>> Begin MATERIAL PROVIDED

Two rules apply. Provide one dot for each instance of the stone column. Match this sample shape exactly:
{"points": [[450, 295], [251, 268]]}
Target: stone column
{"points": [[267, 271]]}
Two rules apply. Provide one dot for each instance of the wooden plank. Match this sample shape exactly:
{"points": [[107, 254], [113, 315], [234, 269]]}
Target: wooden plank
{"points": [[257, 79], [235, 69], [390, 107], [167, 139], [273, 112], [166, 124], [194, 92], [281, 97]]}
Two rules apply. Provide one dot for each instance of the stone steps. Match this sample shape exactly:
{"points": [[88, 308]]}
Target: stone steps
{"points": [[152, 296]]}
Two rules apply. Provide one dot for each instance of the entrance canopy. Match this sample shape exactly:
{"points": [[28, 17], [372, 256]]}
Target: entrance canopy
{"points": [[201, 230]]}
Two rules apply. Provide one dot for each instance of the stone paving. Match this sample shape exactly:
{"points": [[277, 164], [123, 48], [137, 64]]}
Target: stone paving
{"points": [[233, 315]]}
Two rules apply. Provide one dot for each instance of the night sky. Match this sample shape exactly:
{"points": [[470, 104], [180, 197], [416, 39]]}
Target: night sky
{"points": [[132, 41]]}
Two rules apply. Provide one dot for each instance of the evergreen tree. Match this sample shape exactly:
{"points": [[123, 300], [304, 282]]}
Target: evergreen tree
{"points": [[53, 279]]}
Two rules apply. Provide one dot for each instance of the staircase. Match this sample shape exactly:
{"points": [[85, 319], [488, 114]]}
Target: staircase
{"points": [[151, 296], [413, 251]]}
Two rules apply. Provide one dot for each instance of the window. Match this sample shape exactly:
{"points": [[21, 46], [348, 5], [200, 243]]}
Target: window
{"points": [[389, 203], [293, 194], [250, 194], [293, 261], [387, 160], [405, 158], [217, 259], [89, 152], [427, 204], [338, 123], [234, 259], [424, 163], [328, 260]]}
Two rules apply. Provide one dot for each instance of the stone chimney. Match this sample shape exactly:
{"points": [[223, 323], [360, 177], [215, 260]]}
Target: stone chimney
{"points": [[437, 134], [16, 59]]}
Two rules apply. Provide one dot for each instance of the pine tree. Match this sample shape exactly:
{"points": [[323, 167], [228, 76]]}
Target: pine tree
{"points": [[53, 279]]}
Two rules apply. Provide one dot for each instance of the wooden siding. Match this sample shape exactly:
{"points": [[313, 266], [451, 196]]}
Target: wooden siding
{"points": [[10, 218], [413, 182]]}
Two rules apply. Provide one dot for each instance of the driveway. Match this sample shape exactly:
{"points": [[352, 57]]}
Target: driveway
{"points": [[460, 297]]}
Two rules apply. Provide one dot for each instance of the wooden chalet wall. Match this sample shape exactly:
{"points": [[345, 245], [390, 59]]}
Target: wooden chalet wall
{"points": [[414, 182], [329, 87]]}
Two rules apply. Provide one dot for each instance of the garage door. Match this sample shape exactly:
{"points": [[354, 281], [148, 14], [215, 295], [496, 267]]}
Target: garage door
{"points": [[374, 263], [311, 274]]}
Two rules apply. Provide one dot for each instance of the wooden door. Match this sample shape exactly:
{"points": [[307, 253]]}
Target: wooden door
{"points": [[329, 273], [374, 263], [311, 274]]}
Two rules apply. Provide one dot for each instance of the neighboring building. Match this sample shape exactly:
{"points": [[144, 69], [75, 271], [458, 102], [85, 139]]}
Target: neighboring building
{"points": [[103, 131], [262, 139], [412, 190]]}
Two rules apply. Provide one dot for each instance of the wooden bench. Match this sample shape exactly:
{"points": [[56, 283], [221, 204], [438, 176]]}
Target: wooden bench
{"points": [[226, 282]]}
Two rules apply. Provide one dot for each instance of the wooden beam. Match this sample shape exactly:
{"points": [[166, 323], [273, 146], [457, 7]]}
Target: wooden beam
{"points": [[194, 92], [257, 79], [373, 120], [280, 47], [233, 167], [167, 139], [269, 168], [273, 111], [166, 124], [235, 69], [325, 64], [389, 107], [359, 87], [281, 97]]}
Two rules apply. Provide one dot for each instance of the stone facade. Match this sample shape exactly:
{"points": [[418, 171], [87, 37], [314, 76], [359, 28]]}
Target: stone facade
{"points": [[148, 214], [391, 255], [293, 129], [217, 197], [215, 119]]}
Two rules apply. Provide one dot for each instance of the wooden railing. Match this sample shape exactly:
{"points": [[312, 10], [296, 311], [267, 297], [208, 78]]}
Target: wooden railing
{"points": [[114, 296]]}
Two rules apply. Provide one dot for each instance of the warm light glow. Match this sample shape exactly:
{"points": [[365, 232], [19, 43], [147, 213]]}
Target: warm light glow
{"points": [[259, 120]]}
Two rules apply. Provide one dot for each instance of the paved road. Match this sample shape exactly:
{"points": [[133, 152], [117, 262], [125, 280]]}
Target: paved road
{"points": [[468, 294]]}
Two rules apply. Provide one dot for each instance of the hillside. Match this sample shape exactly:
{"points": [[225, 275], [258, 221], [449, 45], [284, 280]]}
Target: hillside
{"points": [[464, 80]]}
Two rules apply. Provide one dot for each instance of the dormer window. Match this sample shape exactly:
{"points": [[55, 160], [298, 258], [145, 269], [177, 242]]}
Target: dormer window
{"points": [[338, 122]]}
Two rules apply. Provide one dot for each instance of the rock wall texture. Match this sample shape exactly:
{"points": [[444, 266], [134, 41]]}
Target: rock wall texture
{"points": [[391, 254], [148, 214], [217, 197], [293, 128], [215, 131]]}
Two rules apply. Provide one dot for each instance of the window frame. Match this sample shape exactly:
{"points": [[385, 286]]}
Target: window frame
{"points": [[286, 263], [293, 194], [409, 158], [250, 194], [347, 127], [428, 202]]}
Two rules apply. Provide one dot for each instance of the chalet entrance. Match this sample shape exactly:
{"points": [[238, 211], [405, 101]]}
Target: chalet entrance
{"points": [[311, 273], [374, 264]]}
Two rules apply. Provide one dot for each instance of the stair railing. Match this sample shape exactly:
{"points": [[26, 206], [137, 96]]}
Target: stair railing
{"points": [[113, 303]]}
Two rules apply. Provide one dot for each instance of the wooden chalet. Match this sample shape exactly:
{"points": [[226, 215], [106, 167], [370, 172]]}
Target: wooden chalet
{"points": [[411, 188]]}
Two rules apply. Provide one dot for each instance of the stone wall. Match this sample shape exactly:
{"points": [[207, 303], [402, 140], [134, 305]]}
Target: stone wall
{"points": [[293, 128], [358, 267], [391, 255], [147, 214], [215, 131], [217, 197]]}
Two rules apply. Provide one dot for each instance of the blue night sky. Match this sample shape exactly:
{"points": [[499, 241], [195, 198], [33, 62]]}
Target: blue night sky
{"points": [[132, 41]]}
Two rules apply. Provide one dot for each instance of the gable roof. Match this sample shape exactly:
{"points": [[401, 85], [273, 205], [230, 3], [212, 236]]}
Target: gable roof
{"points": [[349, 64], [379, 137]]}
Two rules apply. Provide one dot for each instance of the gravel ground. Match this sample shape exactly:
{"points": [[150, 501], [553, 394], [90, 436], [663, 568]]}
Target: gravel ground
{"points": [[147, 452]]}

>> End MATERIAL PROVIDED

Copy all of the data above line for line, without altering a single character.

Two rules apply. Provide one dot for each instance of the stone column. Match this sample shape exactly:
{"points": [[450, 295], [251, 268]]}
Target: stone column
{"points": [[267, 271]]}
Two rules apply. Provide one dot for each instance of the wooden plank. Match this sample shape exactly:
{"points": [[107, 254], [113, 315], [234, 269]]}
Target: wooden plank
{"points": [[257, 79], [235, 69], [390, 107], [167, 139], [273, 112], [166, 124], [194, 92], [281, 97]]}
Two rules apply. Provide one dot for each instance of the stone steps. Match this sample shape exactly:
{"points": [[88, 308]]}
Target: stone steps
{"points": [[152, 296]]}
Two rules apply. Provide one dot for each instance of the entrance canopy. Match this sample shape exactly:
{"points": [[28, 17], [372, 256]]}
Target: entrance canopy
{"points": [[201, 230]]}
Two rules apply. Provide one dot for each instance of the stone paving. Match this sample shape exactly:
{"points": [[277, 164], [123, 48], [137, 64]]}
Target: stone paving
{"points": [[233, 315]]}
Two rules apply. Provide one dot for each instance of the night sky. Match this sample shape exactly:
{"points": [[470, 104], [180, 197], [416, 39]]}
Target: night sky
{"points": [[132, 41]]}
Two rules apply. Provide one dot for each instance of the evergreen tree. Match this sample shape exactly:
{"points": [[123, 300], [304, 282]]}
Target: evergreen tree
{"points": [[53, 279]]}
Two rules apply. Provide one dot for each instance of the staircase. Match this sample shape exactly:
{"points": [[85, 319], [488, 114]]}
Target: staircase
{"points": [[151, 296], [413, 251]]}
Two rules apply. Provide one dot for each instance of the window. Match this sample shape exactly:
{"points": [[21, 46], [348, 5], [200, 243]]}
Target: window
{"points": [[389, 203], [293, 194], [250, 194], [293, 261], [387, 160], [405, 158], [217, 259], [89, 152], [427, 204], [338, 123], [234, 259], [424, 163], [328, 260]]}
Two rules apply. Provide one dot for each instance of the stone chimney. Match this sample shape exactly:
{"points": [[223, 323], [360, 177], [215, 260]]}
Target: stone chimney
{"points": [[437, 134], [16, 59]]}
Two rules apply. Provide one dot for each instance of the pine tree. Match this sample shape exactly:
{"points": [[323, 167], [228, 76]]}
Target: pine tree
{"points": [[53, 279]]}
Two rules apply. Provide one dot for each instance of the wooden siding. Match this sample shape exactly:
{"points": [[313, 266], [451, 196]]}
Target: wooden siding
{"points": [[10, 218], [413, 182]]}
Two rules apply. Provide one dot for each instance of the driveway. Match this sample shape exactly:
{"points": [[352, 57]]}
Target: driveway
{"points": [[460, 297]]}
Two rules apply. Provide one dot for each instance of the wooden chalet wall. Match this sample shape exactly:
{"points": [[345, 245], [390, 59]]}
Target: wooden chalet wall
{"points": [[414, 182], [329, 87]]}
Two rules apply. Provide one dot for each instance of the garage door. Match this sample shape exactly:
{"points": [[354, 281], [148, 14], [215, 295], [496, 267]]}
Target: garage door
{"points": [[374, 263], [311, 274]]}
Two rules apply. Provide one dot for each instance of the wooden door. Match this sample shape exactly:
{"points": [[307, 253]]}
Target: wooden door
{"points": [[329, 273], [374, 263], [311, 274]]}
Two rules apply. Provide one dot for each instance of the neighboring building. Match this sample shape exactly:
{"points": [[144, 69], [75, 271], [458, 102], [85, 139]]}
Target: neighboring building
{"points": [[103, 131], [262, 139], [412, 190]]}
Two rules apply. Provide one dot for each instance of the wooden bench. Match this sample shape exactly:
{"points": [[56, 283], [221, 204], [438, 176]]}
Target: wooden bench
{"points": [[226, 282]]}
Two rules apply. Provide one dot for each instance of the wooden beam. Match this sample shape exactly:
{"points": [[166, 323], [273, 146], [457, 7]]}
Target: wooden beam
{"points": [[194, 92], [257, 79], [373, 120], [280, 47], [233, 167], [167, 139], [269, 168], [273, 111], [166, 124], [235, 69], [325, 64], [389, 107], [359, 87], [281, 97]]}
Two rules apply. Provide one dot for each instance of the stone facade. Match this sample shape exactly:
{"points": [[418, 171], [87, 37], [314, 76], [359, 28]]}
Target: stone facade
{"points": [[148, 214], [391, 255], [293, 129], [217, 197], [215, 119]]}
Two rules apply. Provide one dot for each instance of the wooden railing. Match this sample shape exactly:
{"points": [[312, 10], [296, 311], [267, 297], [208, 78]]}
Target: wooden railing
{"points": [[114, 296]]}
Two rules apply. Provide one dot for each instance of the warm light glow. Match this sample shape exactly:
{"points": [[365, 232], [19, 43], [147, 213]]}
Target: warm light glow
{"points": [[259, 120]]}
Two rules apply. Provide one dot for each instance of the paved road. Match this sample shape exactly:
{"points": [[133, 152], [117, 262], [125, 280]]}
Target: paved road
{"points": [[468, 294]]}
Two rules apply. Provide one dot for each instance of the hillside. Match this sample shape exactly:
{"points": [[225, 275], [258, 221], [449, 45], [284, 280]]}
Target: hillside
{"points": [[464, 80]]}
Two rules apply. Provide one dot for each instance of the dormer window. Match this sample shape exactly:
{"points": [[55, 160], [298, 258], [145, 269], [177, 242]]}
Target: dormer window
{"points": [[338, 122]]}
Two rules apply. Provide one dot for each instance of the rock wall texture. Match this sample shape exactly:
{"points": [[444, 266], [134, 41]]}
Target: rock wall texture
{"points": [[391, 254], [148, 214], [217, 197], [293, 128], [215, 131]]}
Two rules apply. Provide one dot for each instance of the window frame. Match this sample shape exactly:
{"points": [[385, 286]]}
Target: window frame
{"points": [[286, 263], [293, 194], [409, 158], [250, 194], [347, 127], [428, 202]]}
Two rules apply. Provide one dot for each instance of the chalet entrance. Match this sample shape exactly:
{"points": [[238, 211], [405, 101]]}
Target: chalet entrance
{"points": [[311, 273], [374, 264]]}
Two rules apply. Provide one dot for each instance of the stair railing. Match this sample shape exactly:
{"points": [[26, 206], [137, 96]]}
Target: stair railing
{"points": [[113, 303]]}
Two rules apply. Provide one dot for each instance of the wooden chalet. Match this sample shape exactly:
{"points": [[226, 215], [106, 167], [370, 172]]}
Target: wooden chalet
{"points": [[411, 188]]}
Two rules apply. Provide one dot for each instance of the stone wall. Match this sample shape exactly:
{"points": [[207, 303], [402, 140], [134, 305]]}
Target: stone wall
{"points": [[293, 128], [358, 267], [391, 255], [147, 214], [215, 131], [217, 197]]}
Two rules apply. Provide one dot for each instance of the blue night sky. Match this sample shape exactly:
{"points": [[499, 241], [195, 198], [33, 62]]}
Target: blue night sky
{"points": [[132, 41]]}
Two rules apply. Provide one dot for each instance of the gable roof. Match this sample shape exactly:
{"points": [[401, 85], [273, 205], [230, 3], [212, 236]]}
Target: gable roof
{"points": [[349, 64], [379, 137]]}
Two rules apply. Provide one dot for each instance of the gravel ground. Match this sample shape exactly:
{"points": [[150, 501], [553, 394], [90, 436], [663, 568]]}
Target: gravel ground
{"points": [[147, 452]]}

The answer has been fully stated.